Görev Yönergesi: Bodrum Yarı Maratonu üzerine yazılan metni, kaldığı yerden devam ettirerek yazın.

Kaynak Metin:

Bu yazımı Coach Terry Nelson’a anma ,teşekkür ,özlem duygularıyla atfediyorum. Huzur içinde uyu…

Bodrum Yarı Maratonu

Bodrum Yarı Maratonu organizasyonu her yıl daha fazla sporcunun katılımına ev sahipliği yapıyor. 3 Etapta gerçekleştirilen yarışmada 5K -10K-21K etapları bulunuyordu. Yarışma hedefine yönelik yapılan antrenmanlara yeni başladığım için 10k koşmayı tercih ettim. Memleketim Bodrum olduğundan çocukluğumdan beri dağ,tepe,yol nerde olursa antrenman yapmışlığım vardır. Yolları ezbere biliyorum benim için iyi bir avantaj olduğunu söyleyebilirim. Genel olarak parkur bilgisi vermem gerekirse inişli ,çıkışlı değişken zemin olarak tanımlayabilirim. Fartlek antrenmanı tanımına uyan bir parkur oldu. Yarışma hakkında ne söylemek istersin deselerdi diyeceğim tek şey yokuş antrenmanı olan kazandı derdim. Dayanıklılık bu tarz parkurlarda gerçekten önemli. Peki dayanıklılık derken neyi kastediyorum? Elbette aklınıza hemen uzun mesafe koşuları gelmektedir. Evet doğru yanlış değil ama tek başınada yeterli değil. Çok kapsamlı olan dayanıklılık neye dayanıklılığım olması gerekiyor diye düşündürebilir. Yol yarışları için yol koşullarına dayanıklılık , LA (Laktik Asit ) eşik çalışmaları ön plana çıkar diyebilirim. 10k yarışına hazırlanırken kafamda hedef süreden ziyade çalışma planımın içindeki kısa mesafe aralıklı dinlenme koşularında göstereceğim performansdı. 200m mesafede yaptığım antrenman dereceleri az -çok ne koşacağımı söylüyordu. Sonrasında antrenmanda yapabildiğim performansa göre kendime bir hedef süre koydum. Parkur yokuşlu olduğu için bunu da göz önünde bulundurarak yapılabilir bir hedefle yarışa girdim. 4:30 pace ile 10k ‘yı bitirmek benim için yarış sezonunun başlangıcı olacaktı.

Yarışma öncesi nasıl beslendim ?

Sağlanan Bilgiler:
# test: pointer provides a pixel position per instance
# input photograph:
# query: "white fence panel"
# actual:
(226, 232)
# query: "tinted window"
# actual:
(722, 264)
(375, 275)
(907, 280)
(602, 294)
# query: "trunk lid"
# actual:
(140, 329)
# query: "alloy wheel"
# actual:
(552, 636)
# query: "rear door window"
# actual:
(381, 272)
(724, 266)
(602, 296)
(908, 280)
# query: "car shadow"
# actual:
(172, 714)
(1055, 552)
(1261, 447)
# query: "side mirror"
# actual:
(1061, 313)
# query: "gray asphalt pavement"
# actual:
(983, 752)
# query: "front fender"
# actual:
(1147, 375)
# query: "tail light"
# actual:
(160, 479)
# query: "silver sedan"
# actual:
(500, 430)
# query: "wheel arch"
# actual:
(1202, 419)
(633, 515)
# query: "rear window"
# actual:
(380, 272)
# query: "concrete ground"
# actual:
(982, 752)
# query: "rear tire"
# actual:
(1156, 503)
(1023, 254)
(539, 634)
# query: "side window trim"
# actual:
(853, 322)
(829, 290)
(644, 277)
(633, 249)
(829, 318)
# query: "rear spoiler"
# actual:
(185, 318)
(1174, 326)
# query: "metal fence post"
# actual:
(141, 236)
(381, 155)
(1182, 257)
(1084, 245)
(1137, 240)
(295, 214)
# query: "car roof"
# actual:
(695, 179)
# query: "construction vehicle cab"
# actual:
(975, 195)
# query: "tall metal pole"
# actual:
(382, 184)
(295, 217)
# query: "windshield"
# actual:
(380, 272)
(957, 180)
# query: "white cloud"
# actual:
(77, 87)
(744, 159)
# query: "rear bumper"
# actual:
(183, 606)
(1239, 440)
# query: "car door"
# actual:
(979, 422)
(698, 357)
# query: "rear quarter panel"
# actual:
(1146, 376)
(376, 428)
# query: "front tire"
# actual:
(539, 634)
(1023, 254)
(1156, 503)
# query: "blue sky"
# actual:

Görevin Sonucu:
Yarışmadan üç gün önce formumu yani kilomu çok arttırmadan ayaklarıma güç verecek olan karbonhidratları arttırdım. Örneğin, tahin , fıstık,fındık ezmesi ,bal vb.. 10k yarış mesafesi kısa bir mesafe olduğu için çok fazla karbonhidrat yüklemesi yapmaya gerek yok.Kilonuzda oluşan değişiklik ayaklarınızı yavaşlatabilir. Yarışmadan bir gün önce kahvaltımı yulaf karışımı ile yaptktan sonra ara öğün meyvemi tüketip akşam yemeğine geç kalmadan bitirdim. Akşam menüsü yarışma derecesini çok etkiliyor. O yüzden hafif yemekleri tercih edebilirsiniz. Yoğurt , leblebi , acı , turşu , baharatlı gıdalardan uzak durursanız mideniz ve barsaklarınız size yarış zamanında sürpriz çıkarmaz. Sade bir makarna , komposto ,tahin vb gibi tatlılarla enerji depolarınızı doldurabilirsiniz. Su tüketimini normal alımınızda yapmanızı tavsiye ederim yarış koşacağım diye çok fazla tüketmenize gerek yok. Erken uyuyarak ( en geç 23:00) kaslarınızı dinlendirmeyi unutmayın…

Yarışma haftası nasıl Antrenman yaptım?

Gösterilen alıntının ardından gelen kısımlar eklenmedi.